Keysight EDA 24 debuted at European Microwave Week in Berlin.

Shift left is an established electrical engineering practice that moves design validation forward in the development cycle to accelerate time-to-market. The rising complexity of electronic systems demands that designers complete as much validation in the virtual domain where it is easier and more cost-effective to correct functional and physical issues.

Implementation of accurate modelling and simulation methodologies that create virtual prototypes and digital twins is essential to handling complexity.

Key to building accurate models and faster simulations is incorporation of actual measurement data into the design and validation process in virtual space.

Keysight EDA 2024 software includes new system and circuit design workflow integration, power amplifier modelling and simulation optimisation, and Satcom design evolution enhancements.

The improvements expand on the software automation, intellectual property and design data management, and simulation acceleration capabilties previously announced.

Powered by Keysight measurement science, the new tools provide engineers with a comprehensive solution that speeds virtual prototype creation with highly accurate validation prior to building physical prototypes and starting volume production manufacturing.

Keysight EDA 2024 software suite offers these shift left updates:

Streamlining System and Circuit Design Workflows

The RF System Explorer integrates system architecture exploration and analysis features from SystemVue into Advanced Design System (ADS) to enable design sharing between system and circuit level workflows. RF System Explorer allocates a hierarchical subsystem and parameters to a circuit designer to change radio frequency (RF) block parameters or select the analysis path without impacting the overall architecture. Circuit designers can incorporate their circuit design or derived behavioural model into the allocated subsystem for RF verification and optimisation.
==*==
**Set problem 1:**
Answer from the EDA software announcement:
(a) At what event did Keysight EDA 24 debut?
(b) What does the shift left practice move forward in the development cycle?
(c) RF System Explorer brings system architecture exploration and analysis features from which tool into which?
The records have no connection to the EDA software announcement.
==*==
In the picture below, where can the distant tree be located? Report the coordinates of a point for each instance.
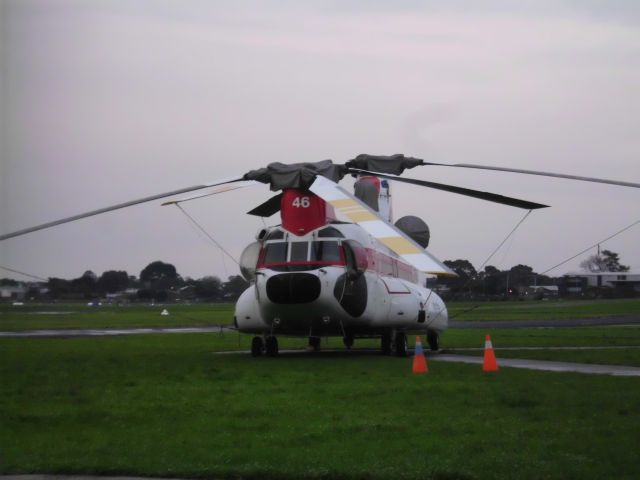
(491, 278)
(595, 263)
(607, 261)
(58, 287)
(463, 268)
(233, 288)
(520, 276)
(466, 274)
(113, 281)
(612, 261)
(86, 284)
(159, 276)
(158, 271)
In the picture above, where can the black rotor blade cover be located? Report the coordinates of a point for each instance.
(491, 197)
(539, 173)
(267, 208)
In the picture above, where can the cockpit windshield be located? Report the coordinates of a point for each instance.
(301, 255)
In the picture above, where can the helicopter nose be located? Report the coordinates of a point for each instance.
(288, 288)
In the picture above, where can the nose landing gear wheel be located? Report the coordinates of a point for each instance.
(271, 346)
(433, 340)
(257, 346)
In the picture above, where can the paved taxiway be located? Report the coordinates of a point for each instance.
(103, 332)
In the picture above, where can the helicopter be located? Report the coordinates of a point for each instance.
(337, 265)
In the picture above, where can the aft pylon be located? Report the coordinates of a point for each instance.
(419, 360)
(490, 363)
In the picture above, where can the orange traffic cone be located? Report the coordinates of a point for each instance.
(490, 364)
(419, 360)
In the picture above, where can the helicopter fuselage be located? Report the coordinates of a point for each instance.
(335, 280)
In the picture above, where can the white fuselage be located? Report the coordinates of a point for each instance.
(308, 291)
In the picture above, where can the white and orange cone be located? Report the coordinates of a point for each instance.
(490, 363)
(419, 360)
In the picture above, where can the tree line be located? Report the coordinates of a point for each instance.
(491, 282)
(158, 281)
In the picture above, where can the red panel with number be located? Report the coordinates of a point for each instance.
(302, 211)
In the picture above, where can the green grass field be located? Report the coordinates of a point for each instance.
(167, 405)
(44, 316)
(541, 310)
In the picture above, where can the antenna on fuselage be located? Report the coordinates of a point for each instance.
(375, 193)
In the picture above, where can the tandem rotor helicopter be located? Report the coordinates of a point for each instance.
(336, 265)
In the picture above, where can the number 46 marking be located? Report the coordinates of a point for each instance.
(303, 202)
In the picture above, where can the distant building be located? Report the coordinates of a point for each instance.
(542, 291)
(8, 292)
(623, 282)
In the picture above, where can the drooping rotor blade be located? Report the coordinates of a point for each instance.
(388, 234)
(535, 172)
(215, 191)
(117, 207)
(267, 208)
(491, 197)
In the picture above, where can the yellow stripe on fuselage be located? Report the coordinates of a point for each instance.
(353, 210)
(400, 245)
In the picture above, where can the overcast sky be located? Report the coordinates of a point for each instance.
(106, 101)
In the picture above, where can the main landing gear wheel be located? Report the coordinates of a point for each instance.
(385, 344)
(271, 346)
(433, 340)
(257, 345)
(314, 344)
(400, 344)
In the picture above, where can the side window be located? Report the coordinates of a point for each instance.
(299, 251)
(325, 252)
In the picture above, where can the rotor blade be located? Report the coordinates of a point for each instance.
(372, 223)
(116, 207)
(267, 208)
(535, 172)
(221, 189)
(491, 197)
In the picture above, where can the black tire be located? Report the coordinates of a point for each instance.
(385, 344)
(314, 343)
(257, 346)
(400, 344)
(433, 339)
(271, 346)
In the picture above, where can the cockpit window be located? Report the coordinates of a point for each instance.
(275, 235)
(330, 232)
(300, 256)
(275, 253)
(325, 252)
(299, 251)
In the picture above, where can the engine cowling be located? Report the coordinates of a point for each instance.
(416, 229)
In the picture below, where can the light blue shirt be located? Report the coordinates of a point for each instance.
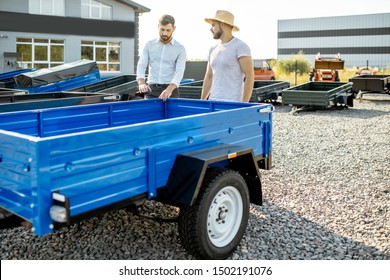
(166, 62)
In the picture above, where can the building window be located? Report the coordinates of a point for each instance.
(47, 7)
(95, 9)
(40, 53)
(106, 54)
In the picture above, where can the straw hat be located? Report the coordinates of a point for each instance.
(225, 17)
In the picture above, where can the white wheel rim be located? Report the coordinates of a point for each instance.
(224, 216)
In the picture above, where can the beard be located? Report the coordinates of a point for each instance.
(218, 34)
(165, 38)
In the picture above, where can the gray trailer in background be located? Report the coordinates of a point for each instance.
(370, 84)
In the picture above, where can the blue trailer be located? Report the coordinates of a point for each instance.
(58, 165)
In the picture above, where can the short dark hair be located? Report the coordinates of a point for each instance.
(167, 19)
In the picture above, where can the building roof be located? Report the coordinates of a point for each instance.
(137, 7)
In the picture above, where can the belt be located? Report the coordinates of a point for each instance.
(158, 85)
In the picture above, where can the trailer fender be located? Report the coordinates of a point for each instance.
(189, 169)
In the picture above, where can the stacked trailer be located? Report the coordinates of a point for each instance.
(15, 102)
(125, 87)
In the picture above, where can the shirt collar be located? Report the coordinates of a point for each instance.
(172, 42)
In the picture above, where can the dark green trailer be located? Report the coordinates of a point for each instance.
(318, 95)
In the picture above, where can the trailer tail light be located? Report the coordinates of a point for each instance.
(59, 211)
(58, 214)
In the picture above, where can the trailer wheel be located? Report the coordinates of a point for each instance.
(214, 225)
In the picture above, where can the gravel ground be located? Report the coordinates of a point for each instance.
(327, 197)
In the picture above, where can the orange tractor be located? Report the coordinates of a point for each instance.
(325, 69)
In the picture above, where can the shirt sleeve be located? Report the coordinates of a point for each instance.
(243, 50)
(180, 67)
(143, 62)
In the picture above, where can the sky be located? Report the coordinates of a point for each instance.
(257, 20)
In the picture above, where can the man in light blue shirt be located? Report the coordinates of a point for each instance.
(166, 58)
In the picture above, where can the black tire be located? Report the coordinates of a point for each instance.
(9, 220)
(213, 227)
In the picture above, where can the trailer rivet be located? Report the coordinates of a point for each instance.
(27, 168)
(136, 152)
(68, 167)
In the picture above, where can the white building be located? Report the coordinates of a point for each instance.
(46, 33)
(358, 39)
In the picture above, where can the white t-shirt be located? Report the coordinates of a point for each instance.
(228, 78)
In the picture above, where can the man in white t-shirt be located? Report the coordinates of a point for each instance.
(229, 75)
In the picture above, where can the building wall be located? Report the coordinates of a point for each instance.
(358, 39)
(71, 28)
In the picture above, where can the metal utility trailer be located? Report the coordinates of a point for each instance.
(15, 102)
(263, 91)
(370, 84)
(11, 91)
(61, 164)
(125, 87)
(7, 78)
(59, 78)
(318, 95)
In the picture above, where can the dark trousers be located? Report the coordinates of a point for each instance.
(157, 89)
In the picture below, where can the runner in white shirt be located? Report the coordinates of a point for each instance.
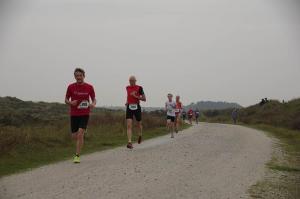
(171, 114)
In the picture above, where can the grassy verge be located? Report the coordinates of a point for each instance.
(31, 146)
(283, 177)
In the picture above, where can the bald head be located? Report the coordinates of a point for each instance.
(132, 80)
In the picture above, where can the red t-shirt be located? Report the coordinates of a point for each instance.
(191, 112)
(178, 108)
(81, 93)
(134, 89)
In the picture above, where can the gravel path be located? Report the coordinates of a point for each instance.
(205, 161)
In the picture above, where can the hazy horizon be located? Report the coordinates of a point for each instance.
(204, 50)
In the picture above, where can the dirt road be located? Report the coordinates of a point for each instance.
(206, 161)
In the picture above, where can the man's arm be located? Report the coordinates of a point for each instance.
(93, 98)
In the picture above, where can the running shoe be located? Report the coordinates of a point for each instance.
(129, 146)
(76, 159)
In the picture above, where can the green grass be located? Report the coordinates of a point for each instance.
(33, 146)
(281, 122)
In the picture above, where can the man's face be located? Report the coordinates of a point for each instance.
(79, 77)
(132, 82)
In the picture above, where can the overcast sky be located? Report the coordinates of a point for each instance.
(227, 50)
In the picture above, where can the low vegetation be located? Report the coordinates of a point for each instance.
(34, 134)
(282, 122)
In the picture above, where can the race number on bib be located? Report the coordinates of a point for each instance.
(84, 105)
(133, 107)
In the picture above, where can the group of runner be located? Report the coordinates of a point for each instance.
(81, 98)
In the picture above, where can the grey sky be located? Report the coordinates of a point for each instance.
(231, 50)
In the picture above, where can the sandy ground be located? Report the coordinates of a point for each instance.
(206, 161)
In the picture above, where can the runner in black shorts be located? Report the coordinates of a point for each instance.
(170, 107)
(78, 97)
(135, 94)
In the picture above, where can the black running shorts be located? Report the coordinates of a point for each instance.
(79, 122)
(172, 118)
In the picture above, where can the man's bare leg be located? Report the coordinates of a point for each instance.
(80, 141)
(129, 130)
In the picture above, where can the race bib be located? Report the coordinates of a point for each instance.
(133, 107)
(84, 105)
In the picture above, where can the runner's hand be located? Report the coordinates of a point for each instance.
(74, 102)
(92, 105)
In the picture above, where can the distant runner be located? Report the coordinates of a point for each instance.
(234, 115)
(171, 116)
(197, 115)
(178, 113)
(184, 115)
(135, 94)
(78, 98)
(190, 115)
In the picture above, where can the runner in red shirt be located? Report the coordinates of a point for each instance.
(135, 94)
(178, 113)
(78, 98)
(191, 115)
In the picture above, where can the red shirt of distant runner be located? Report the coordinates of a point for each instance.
(134, 89)
(178, 108)
(191, 113)
(80, 92)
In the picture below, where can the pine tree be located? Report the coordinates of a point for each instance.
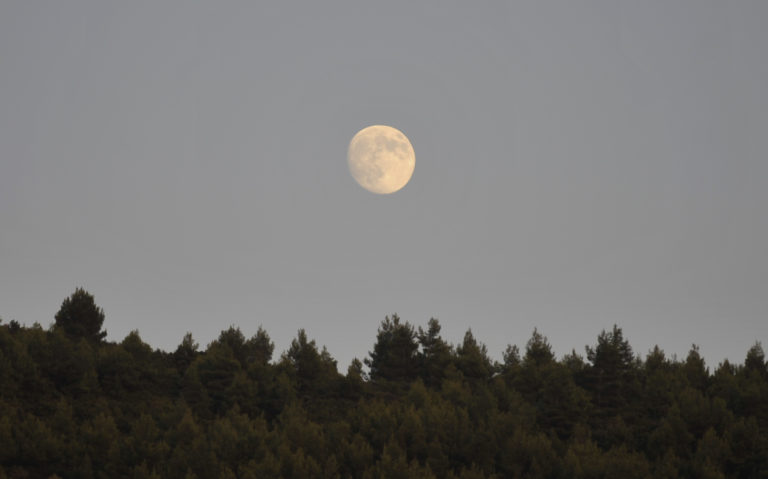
(79, 317)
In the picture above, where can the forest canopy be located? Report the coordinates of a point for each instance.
(75, 405)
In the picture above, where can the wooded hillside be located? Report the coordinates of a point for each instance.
(73, 405)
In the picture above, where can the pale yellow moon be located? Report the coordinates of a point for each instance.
(381, 159)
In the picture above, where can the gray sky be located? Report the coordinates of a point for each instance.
(578, 164)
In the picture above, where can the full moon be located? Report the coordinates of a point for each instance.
(381, 159)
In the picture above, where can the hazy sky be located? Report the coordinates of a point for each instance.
(578, 164)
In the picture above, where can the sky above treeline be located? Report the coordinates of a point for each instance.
(578, 164)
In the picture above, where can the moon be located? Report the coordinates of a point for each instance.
(381, 159)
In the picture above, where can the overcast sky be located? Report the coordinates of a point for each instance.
(578, 164)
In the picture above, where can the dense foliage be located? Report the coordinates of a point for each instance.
(75, 406)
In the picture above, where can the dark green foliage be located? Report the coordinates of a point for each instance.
(73, 405)
(79, 317)
(394, 355)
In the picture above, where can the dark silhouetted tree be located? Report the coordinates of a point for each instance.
(79, 317)
(394, 354)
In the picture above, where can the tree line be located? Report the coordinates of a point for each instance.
(73, 405)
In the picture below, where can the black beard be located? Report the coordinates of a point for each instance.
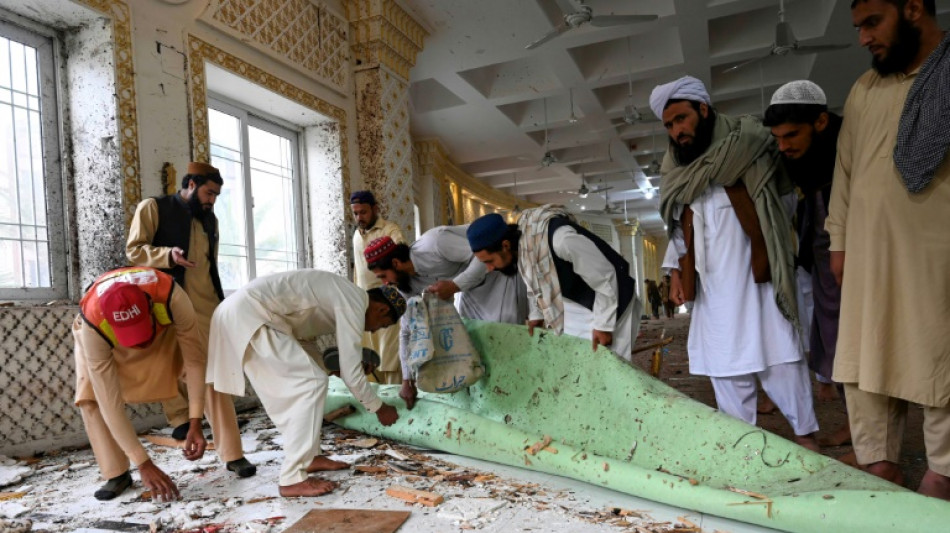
(687, 154)
(902, 53)
(194, 205)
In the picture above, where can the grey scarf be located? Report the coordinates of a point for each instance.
(743, 148)
(923, 136)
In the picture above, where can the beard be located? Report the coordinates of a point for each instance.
(366, 225)
(194, 205)
(701, 141)
(902, 51)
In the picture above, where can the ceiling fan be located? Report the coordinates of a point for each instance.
(583, 14)
(548, 158)
(785, 43)
(584, 192)
(626, 218)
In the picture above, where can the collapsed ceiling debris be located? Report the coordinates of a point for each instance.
(53, 492)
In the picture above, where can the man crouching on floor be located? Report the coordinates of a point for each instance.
(255, 330)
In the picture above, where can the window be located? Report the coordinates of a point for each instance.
(259, 218)
(32, 240)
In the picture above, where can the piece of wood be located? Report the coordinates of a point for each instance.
(337, 413)
(349, 521)
(663, 342)
(430, 499)
(371, 469)
(162, 440)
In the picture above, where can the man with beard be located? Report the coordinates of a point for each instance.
(370, 226)
(577, 284)
(178, 234)
(726, 199)
(807, 135)
(890, 249)
(441, 262)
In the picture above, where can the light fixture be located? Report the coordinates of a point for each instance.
(573, 117)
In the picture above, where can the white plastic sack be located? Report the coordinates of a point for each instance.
(441, 355)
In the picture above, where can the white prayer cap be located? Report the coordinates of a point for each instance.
(799, 92)
(685, 88)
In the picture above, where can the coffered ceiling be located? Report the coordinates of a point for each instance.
(498, 107)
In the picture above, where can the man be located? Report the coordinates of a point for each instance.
(653, 294)
(128, 352)
(577, 284)
(255, 331)
(178, 234)
(731, 251)
(370, 226)
(807, 137)
(441, 262)
(890, 249)
(668, 306)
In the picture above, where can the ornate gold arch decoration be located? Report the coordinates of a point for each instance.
(200, 51)
(118, 12)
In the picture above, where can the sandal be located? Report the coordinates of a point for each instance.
(114, 487)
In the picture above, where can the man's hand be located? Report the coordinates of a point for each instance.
(837, 266)
(162, 487)
(178, 258)
(601, 338)
(534, 324)
(387, 415)
(677, 296)
(195, 443)
(408, 393)
(444, 289)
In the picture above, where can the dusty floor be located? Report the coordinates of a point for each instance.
(55, 493)
(831, 414)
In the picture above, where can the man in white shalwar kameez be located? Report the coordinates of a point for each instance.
(441, 262)
(726, 174)
(255, 331)
(577, 283)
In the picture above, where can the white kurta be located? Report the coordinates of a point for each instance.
(736, 326)
(303, 304)
(443, 253)
(591, 265)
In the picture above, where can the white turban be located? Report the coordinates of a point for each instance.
(799, 92)
(685, 88)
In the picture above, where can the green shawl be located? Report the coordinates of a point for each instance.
(742, 148)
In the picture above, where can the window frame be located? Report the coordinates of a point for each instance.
(47, 44)
(249, 117)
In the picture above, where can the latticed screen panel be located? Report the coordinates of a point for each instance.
(38, 377)
(302, 32)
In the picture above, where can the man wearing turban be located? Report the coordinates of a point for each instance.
(726, 200)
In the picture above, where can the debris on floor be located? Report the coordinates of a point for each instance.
(54, 492)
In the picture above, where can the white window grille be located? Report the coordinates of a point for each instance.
(259, 210)
(32, 223)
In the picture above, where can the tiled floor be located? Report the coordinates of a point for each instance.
(59, 494)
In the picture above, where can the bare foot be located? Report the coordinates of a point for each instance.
(935, 485)
(839, 438)
(808, 441)
(886, 470)
(851, 459)
(311, 486)
(765, 406)
(321, 464)
(827, 392)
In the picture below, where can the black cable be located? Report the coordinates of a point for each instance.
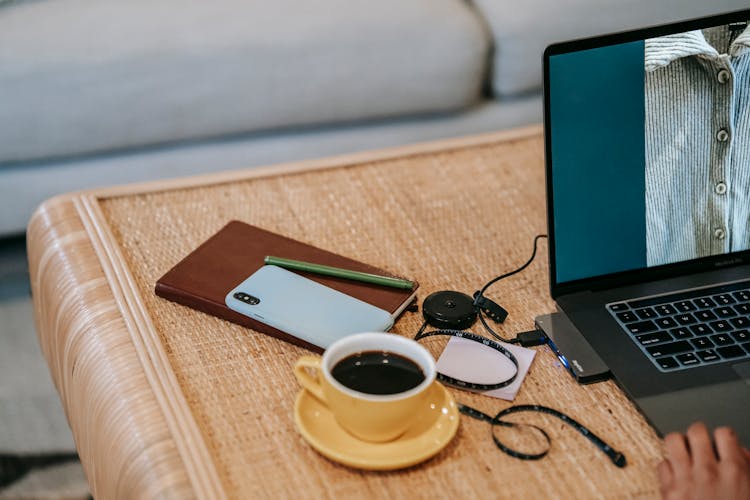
==*==
**Set problem 2:**
Pick out every line of the records that contains the string "green". Case counts.

**Task output 1:**
(a) European Microwave Week in Berlin
(b) Design validation
(c) From SystemVue into Advanced Design System (ADS)

**Task output 2:**
In the picture above, where can the green grass field be located? Report the coordinates of a point for each instance.
In the picture above, where can the dark green trailer be located? Report the coordinates of a point for each instance.
In the picture above, where can the green grass be located? Report the coordinates of a point for each instance.
In the picture above, where can the dark green foliage be located? Report the coordinates of a point for each instance.
In the picture above, where can the green shawl be located? Report the coordinates of a point for each instance.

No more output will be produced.